Excerpted data:
══════════════════════════════

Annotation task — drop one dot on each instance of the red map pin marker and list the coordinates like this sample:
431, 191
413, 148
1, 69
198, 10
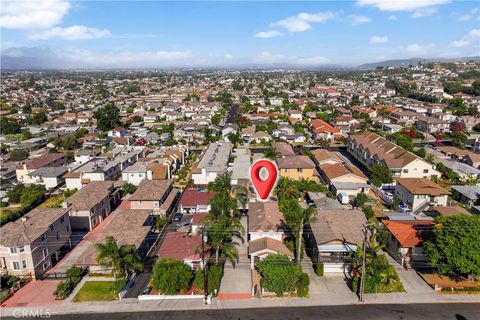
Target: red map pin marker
263, 187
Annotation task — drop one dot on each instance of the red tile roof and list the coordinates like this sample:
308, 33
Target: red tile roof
179, 246
410, 233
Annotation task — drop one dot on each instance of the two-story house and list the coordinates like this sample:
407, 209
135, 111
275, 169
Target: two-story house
420, 193
31, 245
92, 204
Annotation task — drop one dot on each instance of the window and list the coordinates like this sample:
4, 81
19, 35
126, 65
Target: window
16, 265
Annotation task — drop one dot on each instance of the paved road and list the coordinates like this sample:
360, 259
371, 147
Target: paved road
232, 112
355, 312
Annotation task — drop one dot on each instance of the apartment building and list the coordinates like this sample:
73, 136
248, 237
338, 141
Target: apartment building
31, 245
24, 170
370, 149
92, 204
213, 163
420, 193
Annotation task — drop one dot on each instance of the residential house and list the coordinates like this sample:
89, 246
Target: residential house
150, 195
128, 227
186, 248
333, 236
193, 201
344, 178
50, 177
266, 231
420, 193
432, 125
297, 167
47, 160
468, 195
212, 164
32, 244
370, 149
405, 243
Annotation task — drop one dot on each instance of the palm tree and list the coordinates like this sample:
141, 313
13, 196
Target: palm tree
271, 153
221, 232
296, 218
286, 189
221, 183
120, 259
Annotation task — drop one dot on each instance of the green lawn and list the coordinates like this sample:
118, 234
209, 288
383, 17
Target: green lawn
97, 291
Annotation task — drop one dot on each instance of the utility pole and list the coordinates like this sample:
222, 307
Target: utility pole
364, 260
205, 277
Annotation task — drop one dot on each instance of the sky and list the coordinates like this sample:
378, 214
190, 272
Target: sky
209, 33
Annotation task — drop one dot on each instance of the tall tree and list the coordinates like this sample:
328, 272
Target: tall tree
450, 234
120, 259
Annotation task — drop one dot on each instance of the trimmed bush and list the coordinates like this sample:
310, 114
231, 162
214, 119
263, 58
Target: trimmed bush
319, 269
302, 285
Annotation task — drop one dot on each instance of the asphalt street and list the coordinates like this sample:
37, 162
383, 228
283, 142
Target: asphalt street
454, 311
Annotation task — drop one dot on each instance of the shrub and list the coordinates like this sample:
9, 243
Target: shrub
319, 269
214, 274
64, 289
171, 276
368, 211
302, 285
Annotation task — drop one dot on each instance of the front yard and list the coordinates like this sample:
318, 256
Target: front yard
97, 291
448, 284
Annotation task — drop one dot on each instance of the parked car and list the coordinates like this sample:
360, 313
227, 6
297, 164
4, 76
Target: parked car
183, 224
177, 217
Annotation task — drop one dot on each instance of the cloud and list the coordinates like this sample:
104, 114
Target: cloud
360, 19
70, 33
303, 21
471, 15
29, 15
416, 48
472, 37
312, 60
40, 20
401, 5
378, 40
423, 12
268, 34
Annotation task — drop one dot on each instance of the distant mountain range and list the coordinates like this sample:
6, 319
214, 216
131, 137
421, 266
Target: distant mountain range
43, 58
398, 63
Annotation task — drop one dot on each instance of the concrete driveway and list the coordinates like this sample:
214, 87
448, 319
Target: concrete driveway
237, 282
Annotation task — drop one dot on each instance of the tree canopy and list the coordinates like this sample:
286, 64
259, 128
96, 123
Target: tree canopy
171, 276
108, 117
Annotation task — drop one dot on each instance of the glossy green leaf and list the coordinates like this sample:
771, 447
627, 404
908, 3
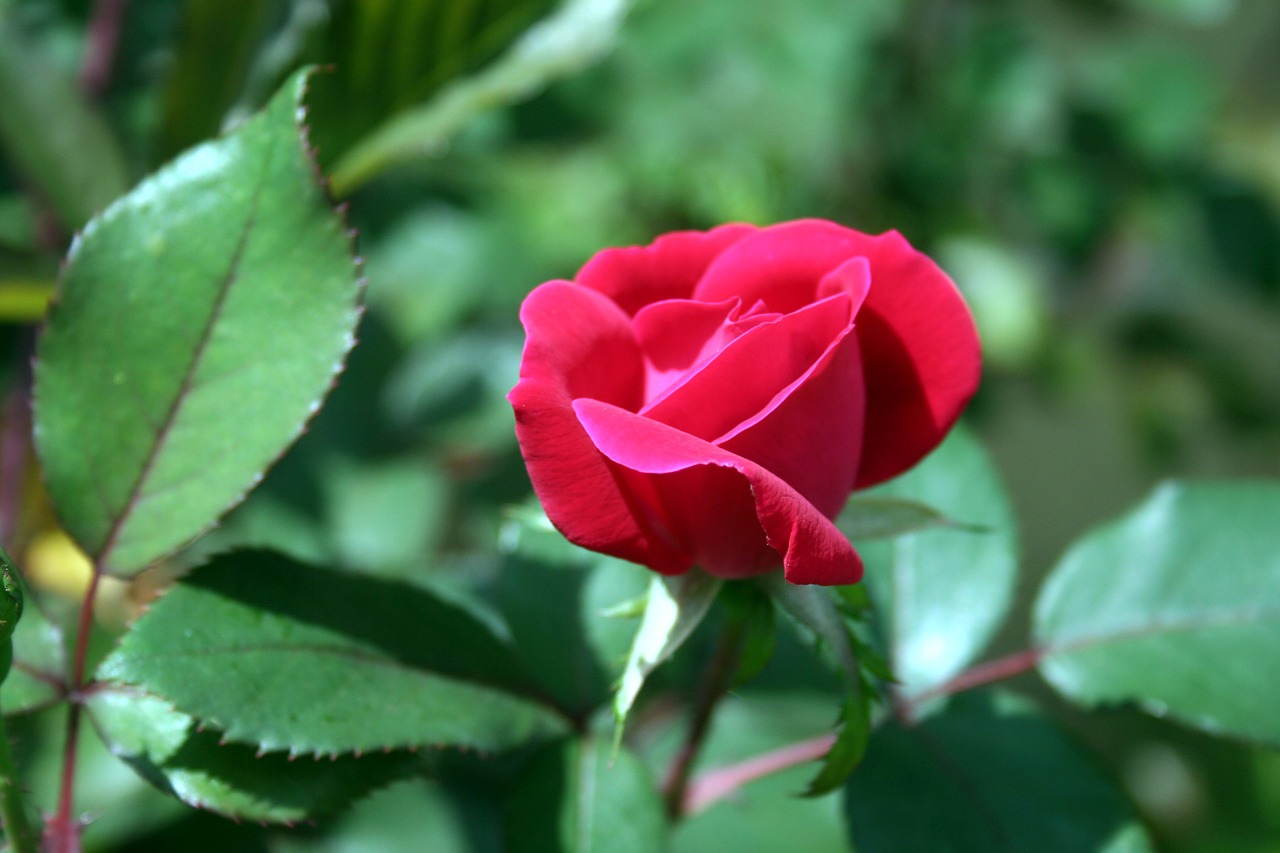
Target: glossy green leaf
579, 797
987, 775
53, 133
289, 657
173, 752
944, 593
199, 324
1175, 607
579, 33
672, 609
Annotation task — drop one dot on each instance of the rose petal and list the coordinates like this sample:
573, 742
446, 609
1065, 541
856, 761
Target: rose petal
666, 269
813, 550
781, 264
920, 354
752, 373
579, 342
812, 438
679, 334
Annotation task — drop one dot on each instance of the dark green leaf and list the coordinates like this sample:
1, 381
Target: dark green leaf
195, 765
289, 657
199, 324
579, 797
1176, 607
942, 593
846, 753
990, 776
54, 136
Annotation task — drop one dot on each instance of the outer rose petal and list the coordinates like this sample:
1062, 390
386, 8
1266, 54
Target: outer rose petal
922, 357
813, 550
666, 269
580, 342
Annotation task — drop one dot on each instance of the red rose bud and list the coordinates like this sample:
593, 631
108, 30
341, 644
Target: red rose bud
712, 398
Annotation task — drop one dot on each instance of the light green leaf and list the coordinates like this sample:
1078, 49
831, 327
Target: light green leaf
1175, 607
942, 593
579, 797
986, 776
876, 516
170, 751
289, 657
673, 609
199, 324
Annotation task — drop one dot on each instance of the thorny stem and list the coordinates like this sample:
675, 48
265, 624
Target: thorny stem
17, 829
714, 685
62, 833
714, 785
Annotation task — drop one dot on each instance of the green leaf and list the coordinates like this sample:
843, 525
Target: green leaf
39, 664
53, 135
1175, 607
942, 593
170, 751
986, 775
673, 609
575, 36
548, 580
199, 324
579, 797
876, 516
291, 657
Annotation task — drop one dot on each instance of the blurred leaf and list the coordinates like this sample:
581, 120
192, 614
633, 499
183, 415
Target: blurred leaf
385, 516
170, 751
199, 324
211, 65
548, 580
581, 797
579, 33
986, 775
673, 607
941, 594
56, 138
1174, 607
291, 657
883, 518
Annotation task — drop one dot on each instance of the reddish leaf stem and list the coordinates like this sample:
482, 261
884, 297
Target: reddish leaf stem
103, 37
714, 785
714, 685
62, 833
997, 670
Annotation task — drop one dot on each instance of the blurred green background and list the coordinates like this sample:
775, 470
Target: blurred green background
1101, 178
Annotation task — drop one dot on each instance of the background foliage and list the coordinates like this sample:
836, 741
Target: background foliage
1101, 177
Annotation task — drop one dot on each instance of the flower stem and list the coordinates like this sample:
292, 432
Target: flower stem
62, 831
983, 674
13, 811
716, 683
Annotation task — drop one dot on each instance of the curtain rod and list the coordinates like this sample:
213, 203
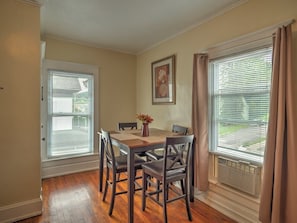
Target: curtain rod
260, 34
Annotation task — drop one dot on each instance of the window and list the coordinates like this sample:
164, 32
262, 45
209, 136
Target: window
70, 113
239, 102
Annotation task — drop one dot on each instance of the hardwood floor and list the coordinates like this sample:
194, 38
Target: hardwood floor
75, 198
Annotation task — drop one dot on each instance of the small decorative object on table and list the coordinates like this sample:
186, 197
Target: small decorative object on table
146, 119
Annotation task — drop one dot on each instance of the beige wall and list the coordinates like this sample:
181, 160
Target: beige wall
249, 17
19, 102
117, 100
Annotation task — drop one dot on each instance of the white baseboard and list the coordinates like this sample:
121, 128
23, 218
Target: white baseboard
236, 205
21, 210
52, 168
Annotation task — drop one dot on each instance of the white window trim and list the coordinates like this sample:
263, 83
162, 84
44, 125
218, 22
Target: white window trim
252, 41
60, 166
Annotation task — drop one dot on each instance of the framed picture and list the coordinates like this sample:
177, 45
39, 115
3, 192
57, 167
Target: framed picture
163, 81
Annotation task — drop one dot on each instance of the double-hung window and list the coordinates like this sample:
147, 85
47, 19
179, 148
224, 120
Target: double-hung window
240, 86
70, 113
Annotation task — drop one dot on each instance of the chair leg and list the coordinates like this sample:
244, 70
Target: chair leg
144, 188
187, 199
113, 191
165, 197
106, 184
158, 188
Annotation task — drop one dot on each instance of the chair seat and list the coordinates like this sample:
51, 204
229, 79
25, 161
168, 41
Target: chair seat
121, 163
155, 169
156, 154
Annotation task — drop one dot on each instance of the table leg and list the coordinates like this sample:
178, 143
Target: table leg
131, 186
101, 161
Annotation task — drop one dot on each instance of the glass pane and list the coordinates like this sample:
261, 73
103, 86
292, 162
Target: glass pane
241, 101
70, 114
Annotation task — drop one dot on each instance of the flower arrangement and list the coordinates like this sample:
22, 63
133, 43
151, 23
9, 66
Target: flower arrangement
144, 118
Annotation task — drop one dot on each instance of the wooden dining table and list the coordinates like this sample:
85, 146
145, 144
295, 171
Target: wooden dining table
133, 142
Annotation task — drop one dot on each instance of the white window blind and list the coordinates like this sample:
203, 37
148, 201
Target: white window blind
240, 97
70, 113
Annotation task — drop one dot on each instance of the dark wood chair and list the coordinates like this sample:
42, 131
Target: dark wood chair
117, 165
169, 170
157, 154
126, 126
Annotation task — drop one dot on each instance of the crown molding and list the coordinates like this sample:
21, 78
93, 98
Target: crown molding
33, 2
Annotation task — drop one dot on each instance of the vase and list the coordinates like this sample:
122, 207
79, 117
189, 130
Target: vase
145, 129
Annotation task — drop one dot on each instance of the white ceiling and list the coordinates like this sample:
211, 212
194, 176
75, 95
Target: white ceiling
131, 26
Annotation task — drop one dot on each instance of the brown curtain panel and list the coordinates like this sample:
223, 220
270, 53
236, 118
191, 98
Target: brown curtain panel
200, 120
279, 188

══════════════════════════════

Problem statement:
Give back only the lines from the one containing "the white ceiling" through the end of the items, with "brown" switched to "gray" and everything else unchanged.

Correct response:
Annotation task — drop one dot on each instance of the white ceiling and list the coordinates like this sample:
211, 212
194, 176
75, 95
Target: white ceiling
131, 26
Annotation task — drop one dot on each instance of the gray curtain panel and list the coordinates like this sample:
223, 220
270, 53
236, 118
191, 98
Target: gray curtain panel
200, 120
279, 188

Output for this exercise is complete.